What the exercise asks:
Scale the listing below from the line containing "Could you point to the prey" through the end of the listing, rewriting every line in that span. Multiply each answer coordinate by 0.6 and round to a whole number, with halves rounded up, and leave every other line and number unchanged.
Start Task material
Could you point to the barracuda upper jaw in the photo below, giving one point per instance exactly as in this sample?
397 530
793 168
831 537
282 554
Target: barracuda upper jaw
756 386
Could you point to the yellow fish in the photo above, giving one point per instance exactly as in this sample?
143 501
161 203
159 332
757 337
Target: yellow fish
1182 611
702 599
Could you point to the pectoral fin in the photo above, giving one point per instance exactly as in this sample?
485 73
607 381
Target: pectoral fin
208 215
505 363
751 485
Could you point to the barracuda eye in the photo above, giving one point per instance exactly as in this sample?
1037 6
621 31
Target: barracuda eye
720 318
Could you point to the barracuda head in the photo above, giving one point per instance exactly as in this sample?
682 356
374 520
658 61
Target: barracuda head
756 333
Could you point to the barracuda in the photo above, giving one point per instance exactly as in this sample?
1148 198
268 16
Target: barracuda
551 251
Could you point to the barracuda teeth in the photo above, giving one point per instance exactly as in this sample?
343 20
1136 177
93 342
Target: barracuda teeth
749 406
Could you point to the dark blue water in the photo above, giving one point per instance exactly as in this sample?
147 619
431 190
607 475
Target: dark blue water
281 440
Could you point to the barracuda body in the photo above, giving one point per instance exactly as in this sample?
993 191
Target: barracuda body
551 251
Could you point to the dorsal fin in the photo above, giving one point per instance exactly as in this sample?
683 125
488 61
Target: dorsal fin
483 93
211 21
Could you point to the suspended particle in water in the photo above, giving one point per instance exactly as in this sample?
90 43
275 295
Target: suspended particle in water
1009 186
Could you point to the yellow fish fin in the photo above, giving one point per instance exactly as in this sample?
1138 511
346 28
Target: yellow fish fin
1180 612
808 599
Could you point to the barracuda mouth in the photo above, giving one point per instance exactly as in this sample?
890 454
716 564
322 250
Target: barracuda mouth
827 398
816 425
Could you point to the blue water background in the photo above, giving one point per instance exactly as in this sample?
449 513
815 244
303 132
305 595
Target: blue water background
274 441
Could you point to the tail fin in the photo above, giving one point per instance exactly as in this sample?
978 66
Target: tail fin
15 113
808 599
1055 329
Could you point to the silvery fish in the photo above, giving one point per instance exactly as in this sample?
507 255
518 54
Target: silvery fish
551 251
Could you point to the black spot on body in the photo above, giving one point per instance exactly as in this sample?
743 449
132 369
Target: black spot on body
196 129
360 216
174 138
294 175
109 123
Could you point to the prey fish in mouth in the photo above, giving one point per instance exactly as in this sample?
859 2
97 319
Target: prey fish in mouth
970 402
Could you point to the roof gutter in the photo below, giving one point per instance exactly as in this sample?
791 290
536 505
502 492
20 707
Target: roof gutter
End Task material
Solution below:
Could you point to the prey fish in mouth in the photo above, giving one point per instance exactly as in this sample?
859 2
97 319
Target: prey fish in mouth
582 241
Could you point to the roof gutter in the photo below, giving one point per instance exactly as in this sample?
791 290
536 505
502 492
20 707
Target: roof gutter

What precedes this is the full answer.